***** Data
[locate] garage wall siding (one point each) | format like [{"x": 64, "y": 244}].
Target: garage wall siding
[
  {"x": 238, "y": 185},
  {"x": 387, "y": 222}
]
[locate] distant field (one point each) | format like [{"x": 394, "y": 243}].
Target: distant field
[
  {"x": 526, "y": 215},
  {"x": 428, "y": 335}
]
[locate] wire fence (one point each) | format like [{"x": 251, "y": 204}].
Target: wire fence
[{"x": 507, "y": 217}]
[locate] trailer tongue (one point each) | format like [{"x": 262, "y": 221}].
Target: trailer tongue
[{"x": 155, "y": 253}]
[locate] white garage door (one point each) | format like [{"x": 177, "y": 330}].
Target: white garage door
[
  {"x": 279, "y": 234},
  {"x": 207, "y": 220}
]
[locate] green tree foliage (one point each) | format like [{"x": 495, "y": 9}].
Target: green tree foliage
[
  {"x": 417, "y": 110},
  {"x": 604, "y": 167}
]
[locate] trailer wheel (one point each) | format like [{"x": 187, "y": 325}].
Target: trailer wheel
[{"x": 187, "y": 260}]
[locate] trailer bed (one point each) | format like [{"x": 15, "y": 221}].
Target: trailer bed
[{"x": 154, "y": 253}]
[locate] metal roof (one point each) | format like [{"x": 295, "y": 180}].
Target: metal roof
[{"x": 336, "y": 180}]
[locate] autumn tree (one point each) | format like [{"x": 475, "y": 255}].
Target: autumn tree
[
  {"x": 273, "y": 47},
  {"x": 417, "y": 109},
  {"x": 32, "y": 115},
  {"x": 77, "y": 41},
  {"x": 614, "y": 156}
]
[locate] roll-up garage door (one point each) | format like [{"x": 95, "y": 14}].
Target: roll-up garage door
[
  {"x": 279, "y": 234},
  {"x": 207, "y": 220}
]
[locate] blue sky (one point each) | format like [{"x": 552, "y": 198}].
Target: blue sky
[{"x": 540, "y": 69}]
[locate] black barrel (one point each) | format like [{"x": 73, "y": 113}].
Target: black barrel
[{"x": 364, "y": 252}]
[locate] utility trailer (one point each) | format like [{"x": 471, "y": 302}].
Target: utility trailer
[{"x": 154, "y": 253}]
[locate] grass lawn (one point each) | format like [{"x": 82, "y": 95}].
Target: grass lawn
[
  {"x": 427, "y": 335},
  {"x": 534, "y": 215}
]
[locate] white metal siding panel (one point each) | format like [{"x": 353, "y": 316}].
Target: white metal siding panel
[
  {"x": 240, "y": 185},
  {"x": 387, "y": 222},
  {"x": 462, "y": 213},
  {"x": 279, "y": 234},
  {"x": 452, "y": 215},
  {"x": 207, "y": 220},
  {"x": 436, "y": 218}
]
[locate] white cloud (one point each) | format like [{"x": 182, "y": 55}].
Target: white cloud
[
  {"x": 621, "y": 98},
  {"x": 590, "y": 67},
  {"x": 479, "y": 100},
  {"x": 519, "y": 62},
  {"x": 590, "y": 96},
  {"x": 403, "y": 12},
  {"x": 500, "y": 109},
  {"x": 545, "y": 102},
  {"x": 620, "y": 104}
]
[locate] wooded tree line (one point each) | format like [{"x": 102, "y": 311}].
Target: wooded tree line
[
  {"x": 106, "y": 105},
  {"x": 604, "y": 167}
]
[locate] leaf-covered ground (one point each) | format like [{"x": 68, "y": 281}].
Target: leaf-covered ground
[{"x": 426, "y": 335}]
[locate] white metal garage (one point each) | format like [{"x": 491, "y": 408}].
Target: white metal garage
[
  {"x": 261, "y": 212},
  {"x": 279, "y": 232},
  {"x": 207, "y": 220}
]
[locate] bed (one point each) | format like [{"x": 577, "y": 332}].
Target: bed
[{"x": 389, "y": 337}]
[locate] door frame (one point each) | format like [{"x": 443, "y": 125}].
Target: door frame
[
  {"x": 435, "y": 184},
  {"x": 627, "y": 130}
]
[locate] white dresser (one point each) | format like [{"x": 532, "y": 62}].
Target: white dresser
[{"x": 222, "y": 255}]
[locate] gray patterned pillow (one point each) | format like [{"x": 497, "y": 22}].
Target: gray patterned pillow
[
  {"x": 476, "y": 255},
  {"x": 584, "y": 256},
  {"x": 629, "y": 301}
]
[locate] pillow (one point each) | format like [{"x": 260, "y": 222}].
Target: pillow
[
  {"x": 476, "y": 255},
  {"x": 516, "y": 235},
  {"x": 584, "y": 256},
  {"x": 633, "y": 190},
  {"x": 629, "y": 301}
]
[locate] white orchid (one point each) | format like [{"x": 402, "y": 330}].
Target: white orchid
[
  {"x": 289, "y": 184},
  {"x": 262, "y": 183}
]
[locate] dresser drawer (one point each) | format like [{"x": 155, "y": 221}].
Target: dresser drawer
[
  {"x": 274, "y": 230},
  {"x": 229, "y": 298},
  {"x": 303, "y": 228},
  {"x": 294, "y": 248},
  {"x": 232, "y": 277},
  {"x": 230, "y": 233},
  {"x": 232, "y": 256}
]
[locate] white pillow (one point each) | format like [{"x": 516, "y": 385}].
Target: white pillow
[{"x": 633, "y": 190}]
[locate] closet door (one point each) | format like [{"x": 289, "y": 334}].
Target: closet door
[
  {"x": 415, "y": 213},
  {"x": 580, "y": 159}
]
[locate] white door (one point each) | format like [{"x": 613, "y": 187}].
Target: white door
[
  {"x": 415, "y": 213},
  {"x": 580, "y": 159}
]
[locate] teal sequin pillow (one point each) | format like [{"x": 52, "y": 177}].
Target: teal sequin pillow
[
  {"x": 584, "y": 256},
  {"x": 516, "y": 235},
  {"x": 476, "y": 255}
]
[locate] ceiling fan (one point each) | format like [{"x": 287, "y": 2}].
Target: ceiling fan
**********
What the exercise asks
Repeat the line containing "[locate] white orchid" and all subsequent lines through the final line of the data, exactly and with no others.

Expected answer
[locate] white orchid (one point each) | format like [{"x": 402, "y": 330}].
Target: white orchid
[
  {"x": 289, "y": 184},
  {"x": 262, "y": 183}
]
[locate] dresser drawer (one point each) | format like [{"x": 155, "y": 221}].
Target: dresser drawer
[
  {"x": 274, "y": 230},
  {"x": 229, "y": 298},
  {"x": 303, "y": 228},
  {"x": 294, "y": 248},
  {"x": 232, "y": 277},
  {"x": 230, "y": 233},
  {"x": 232, "y": 256}
]
[locate] white pillow (one point each) | format like [{"x": 516, "y": 385}].
Target: white pillow
[{"x": 633, "y": 190}]
[locate] closet door (one point each) | format like [{"x": 289, "y": 334}].
Target: closet door
[
  {"x": 415, "y": 213},
  {"x": 580, "y": 159}
]
[locate] white door (one point each) | format like [{"x": 613, "y": 187}].
Target: white door
[
  {"x": 415, "y": 213},
  {"x": 580, "y": 159}
]
[locate] teal sequin pillow (one point each) | format like [{"x": 52, "y": 177}].
Target: teal sequin pillow
[
  {"x": 584, "y": 256},
  {"x": 516, "y": 235},
  {"x": 476, "y": 255}
]
[locate] ceiling fan (one point each) | format like [{"x": 287, "y": 2}].
Target: ceiling fan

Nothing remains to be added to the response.